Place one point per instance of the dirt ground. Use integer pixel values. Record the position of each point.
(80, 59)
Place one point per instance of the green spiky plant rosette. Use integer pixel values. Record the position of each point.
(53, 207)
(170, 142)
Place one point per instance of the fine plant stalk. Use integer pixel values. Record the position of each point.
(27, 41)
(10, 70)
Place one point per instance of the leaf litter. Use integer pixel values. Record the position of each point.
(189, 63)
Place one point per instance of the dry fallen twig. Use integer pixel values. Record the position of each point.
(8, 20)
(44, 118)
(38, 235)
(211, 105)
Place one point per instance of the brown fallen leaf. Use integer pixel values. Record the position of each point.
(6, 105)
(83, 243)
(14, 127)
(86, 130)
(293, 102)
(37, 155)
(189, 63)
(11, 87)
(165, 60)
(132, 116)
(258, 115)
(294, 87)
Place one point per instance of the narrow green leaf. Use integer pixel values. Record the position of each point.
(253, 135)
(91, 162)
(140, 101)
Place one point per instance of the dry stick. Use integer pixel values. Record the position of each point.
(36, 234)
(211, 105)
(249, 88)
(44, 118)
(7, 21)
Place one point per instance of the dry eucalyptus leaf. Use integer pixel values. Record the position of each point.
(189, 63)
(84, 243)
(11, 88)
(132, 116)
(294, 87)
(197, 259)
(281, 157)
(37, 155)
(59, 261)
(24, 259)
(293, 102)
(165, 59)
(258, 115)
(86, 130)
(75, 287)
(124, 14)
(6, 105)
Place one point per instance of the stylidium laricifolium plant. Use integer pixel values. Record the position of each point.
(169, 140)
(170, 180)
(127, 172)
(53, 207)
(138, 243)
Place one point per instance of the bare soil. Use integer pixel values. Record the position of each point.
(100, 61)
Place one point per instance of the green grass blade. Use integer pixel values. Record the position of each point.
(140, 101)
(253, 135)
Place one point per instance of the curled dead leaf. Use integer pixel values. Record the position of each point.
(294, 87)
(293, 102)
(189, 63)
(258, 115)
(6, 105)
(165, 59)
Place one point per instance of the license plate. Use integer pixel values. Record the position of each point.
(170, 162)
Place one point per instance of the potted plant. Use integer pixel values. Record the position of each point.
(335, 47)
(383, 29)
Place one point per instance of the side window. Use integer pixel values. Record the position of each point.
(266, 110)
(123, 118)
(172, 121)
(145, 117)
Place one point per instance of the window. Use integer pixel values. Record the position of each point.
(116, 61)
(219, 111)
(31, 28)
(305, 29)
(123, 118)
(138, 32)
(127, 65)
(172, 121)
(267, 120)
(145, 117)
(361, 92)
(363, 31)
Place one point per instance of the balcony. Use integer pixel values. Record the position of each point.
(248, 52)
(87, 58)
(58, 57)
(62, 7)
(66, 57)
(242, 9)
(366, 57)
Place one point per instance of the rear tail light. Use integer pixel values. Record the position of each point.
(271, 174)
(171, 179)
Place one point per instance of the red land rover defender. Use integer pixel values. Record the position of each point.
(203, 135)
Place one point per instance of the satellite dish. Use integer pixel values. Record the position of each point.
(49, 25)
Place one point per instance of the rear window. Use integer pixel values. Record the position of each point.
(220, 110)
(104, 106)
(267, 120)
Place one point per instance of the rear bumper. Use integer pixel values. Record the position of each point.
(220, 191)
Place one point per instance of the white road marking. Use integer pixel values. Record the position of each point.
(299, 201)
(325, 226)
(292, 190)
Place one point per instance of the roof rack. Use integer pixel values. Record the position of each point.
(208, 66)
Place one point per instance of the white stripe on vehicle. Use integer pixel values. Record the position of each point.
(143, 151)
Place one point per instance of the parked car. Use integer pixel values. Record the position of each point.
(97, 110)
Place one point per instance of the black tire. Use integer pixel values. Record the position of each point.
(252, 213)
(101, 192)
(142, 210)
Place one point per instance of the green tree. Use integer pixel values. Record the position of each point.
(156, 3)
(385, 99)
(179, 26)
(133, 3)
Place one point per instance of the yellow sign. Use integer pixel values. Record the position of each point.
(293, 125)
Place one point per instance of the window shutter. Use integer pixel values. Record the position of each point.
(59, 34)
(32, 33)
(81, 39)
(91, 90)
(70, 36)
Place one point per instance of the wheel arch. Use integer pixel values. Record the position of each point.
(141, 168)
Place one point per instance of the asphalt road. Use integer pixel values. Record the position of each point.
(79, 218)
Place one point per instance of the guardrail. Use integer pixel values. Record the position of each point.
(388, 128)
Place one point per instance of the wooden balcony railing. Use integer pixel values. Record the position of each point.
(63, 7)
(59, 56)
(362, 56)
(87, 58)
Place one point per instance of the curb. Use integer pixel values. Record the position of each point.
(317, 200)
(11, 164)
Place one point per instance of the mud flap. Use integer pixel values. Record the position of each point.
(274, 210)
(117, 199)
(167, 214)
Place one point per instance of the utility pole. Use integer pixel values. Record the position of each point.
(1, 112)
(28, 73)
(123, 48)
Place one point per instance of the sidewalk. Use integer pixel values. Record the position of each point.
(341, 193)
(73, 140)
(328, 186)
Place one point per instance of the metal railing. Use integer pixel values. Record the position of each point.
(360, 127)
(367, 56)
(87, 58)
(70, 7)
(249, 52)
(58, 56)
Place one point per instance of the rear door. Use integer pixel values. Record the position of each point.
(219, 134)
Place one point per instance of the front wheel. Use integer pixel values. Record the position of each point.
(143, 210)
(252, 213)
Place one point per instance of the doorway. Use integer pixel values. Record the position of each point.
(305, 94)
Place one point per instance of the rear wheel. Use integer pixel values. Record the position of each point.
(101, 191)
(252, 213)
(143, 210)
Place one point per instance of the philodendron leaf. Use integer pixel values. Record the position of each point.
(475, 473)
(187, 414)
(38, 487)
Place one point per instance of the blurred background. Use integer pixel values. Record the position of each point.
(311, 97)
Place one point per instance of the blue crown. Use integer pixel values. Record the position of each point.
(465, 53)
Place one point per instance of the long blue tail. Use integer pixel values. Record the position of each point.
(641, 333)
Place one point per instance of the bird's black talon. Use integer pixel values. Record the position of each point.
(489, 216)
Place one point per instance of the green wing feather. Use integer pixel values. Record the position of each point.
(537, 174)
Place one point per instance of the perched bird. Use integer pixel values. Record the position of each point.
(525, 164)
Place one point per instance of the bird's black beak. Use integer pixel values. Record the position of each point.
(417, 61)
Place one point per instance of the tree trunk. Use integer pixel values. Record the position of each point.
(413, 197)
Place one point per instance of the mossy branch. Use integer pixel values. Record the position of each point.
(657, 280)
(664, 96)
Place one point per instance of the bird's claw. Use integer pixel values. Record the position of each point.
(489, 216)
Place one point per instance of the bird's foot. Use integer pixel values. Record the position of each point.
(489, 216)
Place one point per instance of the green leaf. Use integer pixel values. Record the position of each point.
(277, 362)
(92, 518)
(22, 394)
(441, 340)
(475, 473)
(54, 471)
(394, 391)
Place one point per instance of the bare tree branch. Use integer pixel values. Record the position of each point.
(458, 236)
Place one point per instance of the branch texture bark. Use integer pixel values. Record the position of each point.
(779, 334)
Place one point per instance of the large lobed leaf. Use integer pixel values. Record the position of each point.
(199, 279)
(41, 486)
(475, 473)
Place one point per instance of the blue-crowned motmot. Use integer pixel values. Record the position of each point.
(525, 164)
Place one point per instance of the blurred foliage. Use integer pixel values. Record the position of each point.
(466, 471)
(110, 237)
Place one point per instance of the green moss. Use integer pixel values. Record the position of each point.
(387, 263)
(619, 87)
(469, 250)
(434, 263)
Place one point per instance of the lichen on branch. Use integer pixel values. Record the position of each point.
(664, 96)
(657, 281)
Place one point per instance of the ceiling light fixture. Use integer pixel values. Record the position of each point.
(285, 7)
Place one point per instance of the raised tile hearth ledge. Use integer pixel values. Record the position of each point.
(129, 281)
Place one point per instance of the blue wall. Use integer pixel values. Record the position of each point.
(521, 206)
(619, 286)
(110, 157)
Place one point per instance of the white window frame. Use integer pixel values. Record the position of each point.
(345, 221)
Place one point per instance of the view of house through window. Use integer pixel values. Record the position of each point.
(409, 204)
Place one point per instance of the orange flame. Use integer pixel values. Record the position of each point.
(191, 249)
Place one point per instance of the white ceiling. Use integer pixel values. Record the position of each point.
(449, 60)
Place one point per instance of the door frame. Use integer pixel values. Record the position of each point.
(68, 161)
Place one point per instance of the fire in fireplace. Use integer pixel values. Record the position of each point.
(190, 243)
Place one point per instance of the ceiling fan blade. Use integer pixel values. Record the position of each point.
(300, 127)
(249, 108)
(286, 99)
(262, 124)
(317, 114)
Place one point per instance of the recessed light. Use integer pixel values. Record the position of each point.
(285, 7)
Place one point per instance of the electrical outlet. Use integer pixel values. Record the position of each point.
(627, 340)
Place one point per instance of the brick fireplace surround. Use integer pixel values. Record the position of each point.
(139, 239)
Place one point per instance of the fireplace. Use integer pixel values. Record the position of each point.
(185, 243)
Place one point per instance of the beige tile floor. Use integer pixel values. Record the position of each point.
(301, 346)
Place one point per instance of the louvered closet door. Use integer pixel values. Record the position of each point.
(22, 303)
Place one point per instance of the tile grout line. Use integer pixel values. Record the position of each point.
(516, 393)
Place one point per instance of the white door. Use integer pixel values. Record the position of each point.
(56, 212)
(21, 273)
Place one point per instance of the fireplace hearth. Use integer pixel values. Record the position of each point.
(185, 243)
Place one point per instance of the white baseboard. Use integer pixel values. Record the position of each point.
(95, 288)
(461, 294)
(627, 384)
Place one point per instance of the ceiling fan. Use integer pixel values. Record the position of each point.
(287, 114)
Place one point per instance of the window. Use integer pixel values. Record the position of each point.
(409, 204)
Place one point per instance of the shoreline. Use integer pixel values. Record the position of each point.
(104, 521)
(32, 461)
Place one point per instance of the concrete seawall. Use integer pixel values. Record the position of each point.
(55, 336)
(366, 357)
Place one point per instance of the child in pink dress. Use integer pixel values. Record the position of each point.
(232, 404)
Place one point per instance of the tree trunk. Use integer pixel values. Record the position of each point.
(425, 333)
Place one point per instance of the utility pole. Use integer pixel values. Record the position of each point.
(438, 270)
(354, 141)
▬▬▬
> **GIVEN TASK**
Output only the lines running from the line with "Place one point per instance of the louvered" through the final line of the data, inclusive.

> **RESPONSE TO THE TASK**
Place one point per instance of the louvered closet door. Use integer pixel values. Record the position of each point.
(22, 303)
Place one point per instance of the tile grout line. Use integer pixel values. Record the position of each point.
(516, 393)
Place one point per instance of the white door. Use integer pixel values. Record the position of each point.
(56, 212)
(21, 273)
Place one point per instance of the fireplace hearth. Use integer pixel values. Record the position of each point.
(185, 243)
Place one point per instance of the white baseboard. Use integer pixel values. Record the position of each point.
(95, 288)
(461, 294)
(627, 384)
Place one point per instance of the ceiling fan. Use integer pixel values. Record the position of each point.
(287, 114)
Place one point per instance of the window. Use integer pixel values. Record the position of each point.
(409, 204)
Place one point per instance of the shoreline. Use integer pixel values. Record the position of each point.
(104, 521)
(32, 461)
Place one point per instance of the concrete seawall. Use integer pixel values. Record the position of each point.
(55, 336)
(366, 357)
Place one point per instance of the child in pink dress. Use integer pixel values. Record the position of each point.
(232, 404)
Place one point per instance of the tree trunk. Use integer pixel values. Record the position of each point.
(425, 333)
Place one point per instance of the utility pole. Use integer pixel values. Record the position of each point.
(438, 270)
(354, 141)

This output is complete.